> _EXCERPT PROVIDED_

★ ★ ★ ★

Yip and Yuancheng are not household names like El Chapo and the Sinaloa Cartel, but they allegedly help keep Mexican traffickers in business as a vital link in the black market supply chain. Prosecutors say Yip’s company agreed to ship a restricted precursor into Mexico knowing it would be turned into fentanyl and smuggled across the border to the U.S., where synthetic opioids were responsible for about two-thirds of last year’s record 108,000 fatal overdoses.
Yuancheng had not responded publicly to the allegations until last month, when the company filed an unusual 22-page declaration with the federal court in Texas, proclaiming innocence and counter-alleging a wild conspiracy that involves a “secret agent” journalist, the makers of Coke and Pepsi, and a purportedly stolen cola ingredient.
The declaration was filed in both English and Mandarin Chinese, and the English version appears to suffer from questionable translation. It blames author (and onetime VICE contributor) Ben Westhoff for Yuancheng’s problems with the U.S. government, which span the Trump and Biden eras, saying he has “repeatedly smeared and slandered our company in the press.”
“His reports were made with ulterior motives,” the declaration says. “He exploited two presidents with political methods to obtain his own benefits.”
Westhoff’s 2019 book, Fentanyl, Inc., explored Yuancheng’s role in the synthetic drug trade. He has described secretly recording conversations with the company’s staff of young, English-speaking salespeople, who offered to mail shipments of fentanyl precursors to the U.S. in packaging disguised as food additives. Westhoff also traveled to Wuhan and went undercover, posing as an interested buyer to score a tour of the Yuancheng offices and a handshake with Yip himself, who said they had 30 branch offices across China.
Yuancheng says in its filing that Westhoff’s meeting with Yip “lasted less than five minutes” and ended because they suspected “he might be a drug dealer.” The meeting occurred in 2018, not long after the Chinese government restricted production of fentanyl precursors, which had previously been unregulated. Despite the new rules, Westhoff said, Yuancheng sales reps still offered to cut him a deal on fentanyl ingredients. The company maintains it is a “legit enterprise” and has “never sold banned chemical products.”

★ ★ ★ ★

> _DATA EXTRACT_
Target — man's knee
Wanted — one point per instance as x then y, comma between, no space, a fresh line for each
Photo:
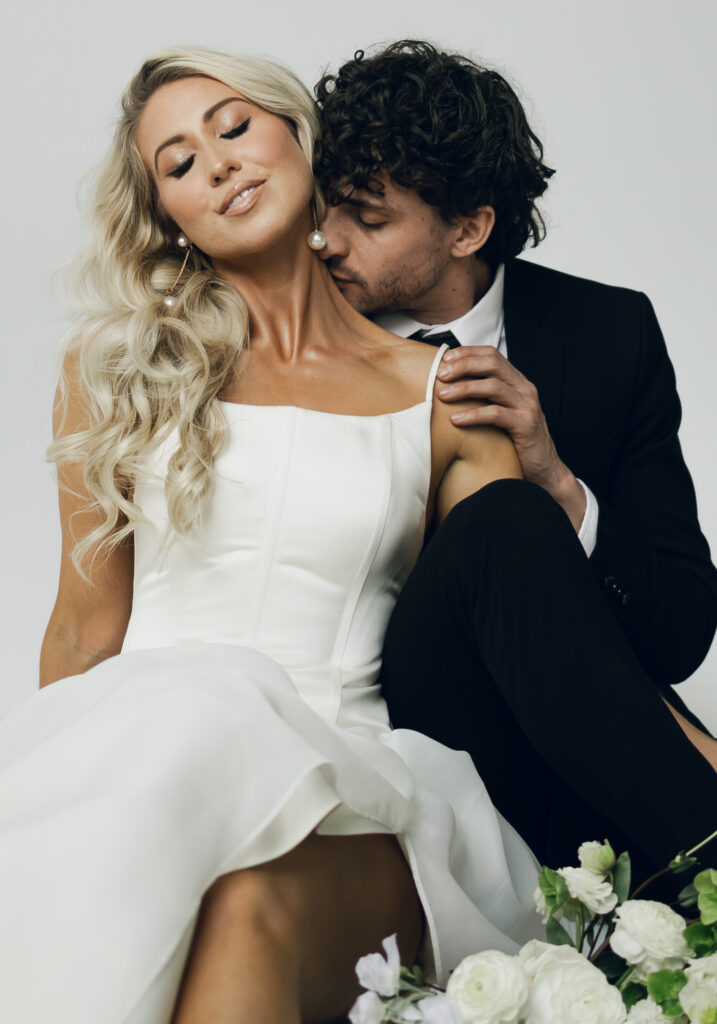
510,508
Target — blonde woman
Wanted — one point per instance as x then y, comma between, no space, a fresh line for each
206,816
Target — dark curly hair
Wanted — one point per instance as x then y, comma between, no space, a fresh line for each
436,123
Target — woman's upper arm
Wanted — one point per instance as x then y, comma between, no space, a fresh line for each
90,614
477,456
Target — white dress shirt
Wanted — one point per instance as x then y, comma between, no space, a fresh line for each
484,325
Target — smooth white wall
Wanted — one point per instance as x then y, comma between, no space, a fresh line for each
623,93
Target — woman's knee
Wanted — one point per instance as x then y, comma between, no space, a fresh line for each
256,900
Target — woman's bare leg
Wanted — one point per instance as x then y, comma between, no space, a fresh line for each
278,944
706,744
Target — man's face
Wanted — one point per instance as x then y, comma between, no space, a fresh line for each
387,251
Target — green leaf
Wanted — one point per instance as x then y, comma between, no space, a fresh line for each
554,889
681,863
633,992
612,966
702,938
706,885
621,876
688,896
556,934
665,987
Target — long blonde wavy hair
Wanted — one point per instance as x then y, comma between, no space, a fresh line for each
144,368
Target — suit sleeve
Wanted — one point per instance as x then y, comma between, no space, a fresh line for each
650,556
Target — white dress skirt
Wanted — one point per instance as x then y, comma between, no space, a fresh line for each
243,714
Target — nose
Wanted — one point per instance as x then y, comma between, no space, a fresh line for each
221,164
337,246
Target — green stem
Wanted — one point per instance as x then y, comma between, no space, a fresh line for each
666,870
624,978
700,845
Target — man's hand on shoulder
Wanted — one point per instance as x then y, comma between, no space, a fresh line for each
510,401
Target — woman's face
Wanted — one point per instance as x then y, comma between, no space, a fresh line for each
229,174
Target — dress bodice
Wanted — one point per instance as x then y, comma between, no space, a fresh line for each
256,573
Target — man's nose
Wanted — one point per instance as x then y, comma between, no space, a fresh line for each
336,243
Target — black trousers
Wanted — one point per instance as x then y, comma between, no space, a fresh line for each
502,644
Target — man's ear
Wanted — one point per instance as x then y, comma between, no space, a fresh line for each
474,230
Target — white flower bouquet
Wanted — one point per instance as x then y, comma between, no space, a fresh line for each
609,958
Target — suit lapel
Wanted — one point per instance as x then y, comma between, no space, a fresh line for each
534,346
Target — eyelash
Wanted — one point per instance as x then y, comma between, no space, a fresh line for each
239,130
181,170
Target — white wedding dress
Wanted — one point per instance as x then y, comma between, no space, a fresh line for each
242,714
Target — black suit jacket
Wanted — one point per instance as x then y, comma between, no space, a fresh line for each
598,359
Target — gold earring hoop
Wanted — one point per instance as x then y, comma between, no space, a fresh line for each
317,239
169,299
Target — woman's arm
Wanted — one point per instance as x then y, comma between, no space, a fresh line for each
89,619
472,458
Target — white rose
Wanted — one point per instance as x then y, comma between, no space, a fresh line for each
596,857
699,997
379,974
646,1012
590,889
573,992
537,957
367,1010
648,936
437,1010
489,988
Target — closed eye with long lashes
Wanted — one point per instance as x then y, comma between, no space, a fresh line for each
233,133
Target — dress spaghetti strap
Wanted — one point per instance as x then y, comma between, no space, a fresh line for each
433,372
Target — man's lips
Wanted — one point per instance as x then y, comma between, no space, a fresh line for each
242,196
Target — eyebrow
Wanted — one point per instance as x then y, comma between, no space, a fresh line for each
206,118
369,204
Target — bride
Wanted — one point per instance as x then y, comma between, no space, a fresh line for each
207,816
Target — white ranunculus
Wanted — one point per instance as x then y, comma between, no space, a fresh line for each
367,1010
381,974
590,889
438,1010
490,987
646,1012
537,957
699,996
596,857
573,992
648,936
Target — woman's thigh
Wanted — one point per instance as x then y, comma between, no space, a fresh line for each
337,896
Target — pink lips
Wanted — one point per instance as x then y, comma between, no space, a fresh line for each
244,204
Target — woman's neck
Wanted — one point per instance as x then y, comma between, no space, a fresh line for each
291,301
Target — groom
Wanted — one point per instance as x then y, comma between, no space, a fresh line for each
549,668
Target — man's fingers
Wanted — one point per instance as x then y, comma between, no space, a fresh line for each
486,388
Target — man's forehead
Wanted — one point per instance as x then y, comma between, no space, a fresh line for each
383,195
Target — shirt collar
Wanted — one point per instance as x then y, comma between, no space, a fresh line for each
482,324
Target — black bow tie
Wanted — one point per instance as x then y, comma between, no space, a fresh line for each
436,339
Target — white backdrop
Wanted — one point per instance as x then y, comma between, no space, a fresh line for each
622,91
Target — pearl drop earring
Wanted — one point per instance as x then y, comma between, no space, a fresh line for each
317,239
169,299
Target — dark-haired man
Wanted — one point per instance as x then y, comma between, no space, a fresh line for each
549,668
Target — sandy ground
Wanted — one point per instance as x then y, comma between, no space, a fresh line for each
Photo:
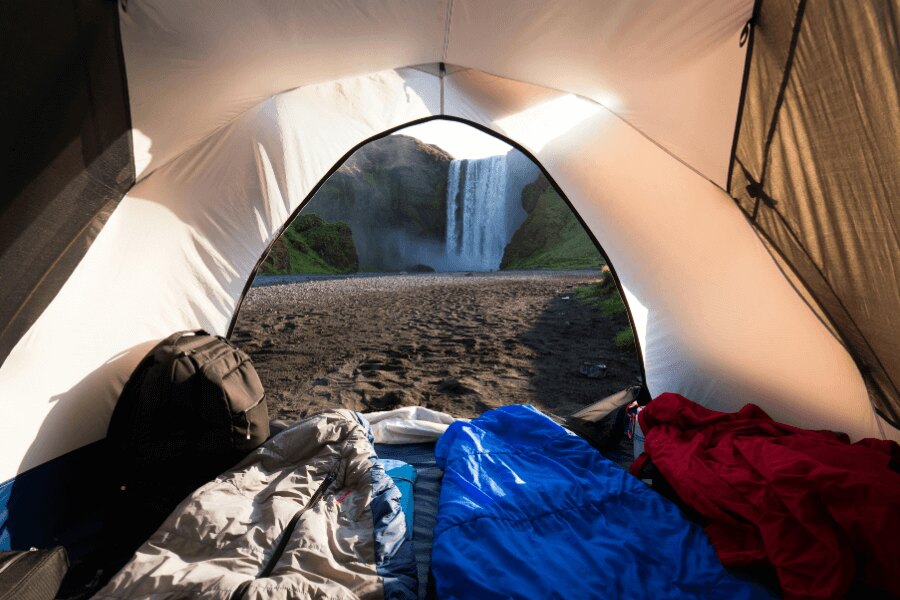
457,343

★ ★ ★ ★

> _INSTRUCTION 1_
In the article on the Yuancheng fentanyl case, how long does the company's filing say Westhoff's meeting with Yip lasted?
> _INSTRUCTION 2_
List every country, state, and city named in the article on the Yuancheng fentanyl case.
> _INSTRUCTION 3_
Write the next part of the article on the Yuancheng fentanyl case, picking up after its final sentence.

> _RIGHT ANSWER 1_
Less than five minutes.

> _RIGHT ANSWER 2_
Mexico, the U.S., Texas, China, Wuhan

> _RIGHT ANSWER 3_
In a subsequent phone conversation, Westhoff reported, Yip insisted that he only dealt chemicals legal under Chinese law: “Anything that the country schedules, we don’t sell,” he said. “As long as it’s scheduled, we won’t sell it. If it’s not scheduled, we can sell it.”
Yuancheng says in its declaration that U.S. efforts to restrict fentanyl precursors are “too confusing” and infringe on free trade. A company that sells “chemical raw materials” as they do, the declaration argues, shouldn’t be held responsible for how buyers use the products.
“If these chemicals were all banned,” Yuancheng wrote, “there would be no chemical industry in the world.”
Beyond disputing the international rules most other chemical companies manage to follow, Yuancheng alleges there’s something more nefarious afoot. They claim to have developed a “tasteless and odorless” preservative called potassium cinnamate in the early 2000s on behalf of “two big US cola companies,” only to have their production techniques “stolen.”
Asked about the allegations, a spokesperson for PepsiCo sent a statement to VICE News that said: “We have never had a business relationship with Yuancheng Group. We do not currently use potassium cinnamate in any of our products and, to the best of our knowledge, we never have.”
The Coca-Cola Company did not respond to requests for comment.
All the talk about fentanyl, Yuancheng alleges, was Westhoff doing the bidding of the cola companies and the U.S. government “to suppress Chinese enterprises.”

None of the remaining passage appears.